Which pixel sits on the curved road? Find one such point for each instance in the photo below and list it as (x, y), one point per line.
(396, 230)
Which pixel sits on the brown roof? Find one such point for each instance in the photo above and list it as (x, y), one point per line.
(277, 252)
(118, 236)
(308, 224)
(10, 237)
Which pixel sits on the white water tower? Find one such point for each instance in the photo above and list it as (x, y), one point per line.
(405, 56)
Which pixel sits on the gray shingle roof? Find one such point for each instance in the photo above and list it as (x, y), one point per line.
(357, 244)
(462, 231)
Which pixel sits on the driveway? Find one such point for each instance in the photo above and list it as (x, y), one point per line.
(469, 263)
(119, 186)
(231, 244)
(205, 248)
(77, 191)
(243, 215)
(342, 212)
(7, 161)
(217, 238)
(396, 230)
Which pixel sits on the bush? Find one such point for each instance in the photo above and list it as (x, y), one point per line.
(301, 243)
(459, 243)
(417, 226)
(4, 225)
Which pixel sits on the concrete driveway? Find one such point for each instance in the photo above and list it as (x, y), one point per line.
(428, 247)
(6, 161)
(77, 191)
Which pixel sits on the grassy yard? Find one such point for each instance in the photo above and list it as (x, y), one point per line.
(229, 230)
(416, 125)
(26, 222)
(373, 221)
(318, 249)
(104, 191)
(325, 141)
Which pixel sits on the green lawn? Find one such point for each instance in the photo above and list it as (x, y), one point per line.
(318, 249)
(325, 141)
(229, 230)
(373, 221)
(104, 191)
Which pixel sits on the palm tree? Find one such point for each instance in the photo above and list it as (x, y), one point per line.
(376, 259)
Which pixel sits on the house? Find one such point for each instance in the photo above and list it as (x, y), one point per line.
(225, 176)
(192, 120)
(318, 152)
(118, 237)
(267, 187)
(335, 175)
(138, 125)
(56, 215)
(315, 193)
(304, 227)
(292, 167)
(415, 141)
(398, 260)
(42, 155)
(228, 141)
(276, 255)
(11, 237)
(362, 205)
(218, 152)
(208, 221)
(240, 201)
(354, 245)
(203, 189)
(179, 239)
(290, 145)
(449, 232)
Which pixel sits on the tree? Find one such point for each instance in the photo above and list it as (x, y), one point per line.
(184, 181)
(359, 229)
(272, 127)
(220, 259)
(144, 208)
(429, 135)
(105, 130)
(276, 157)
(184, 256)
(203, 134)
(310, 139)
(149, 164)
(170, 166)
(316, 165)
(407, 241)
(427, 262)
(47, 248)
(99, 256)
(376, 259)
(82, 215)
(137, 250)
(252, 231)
------------------------
_Assignment:_
Exactly reproduce the lines that run from the line with "Which pixel sits on the tree?" through the last line of the records, inclusive.

_Exercise response:_
Which pixel sits on the tree? Find one such point for each instance in the photo above and list it as (x, y), one point per line.
(184, 181)
(359, 229)
(272, 127)
(220, 259)
(144, 208)
(429, 135)
(105, 130)
(276, 157)
(184, 256)
(203, 134)
(310, 139)
(149, 164)
(170, 166)
(316, 165)
(407, 241)
(427, 262)
(47, 248)
(99, 256)
(376, 259)
(82, 215)
(137, 250)
(252, 231)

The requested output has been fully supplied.